### Excerpted records
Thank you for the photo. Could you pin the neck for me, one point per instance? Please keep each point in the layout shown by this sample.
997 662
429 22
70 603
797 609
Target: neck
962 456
######
Exercise = Please transcribe all of the data above exactly.

Task result =
Thank you for the photo. Could you pin the neck for me, one point per instance? Please keep each point in the layout shown by this sample.
997 662
429 22
70 603
797 609
Target: neck
962 456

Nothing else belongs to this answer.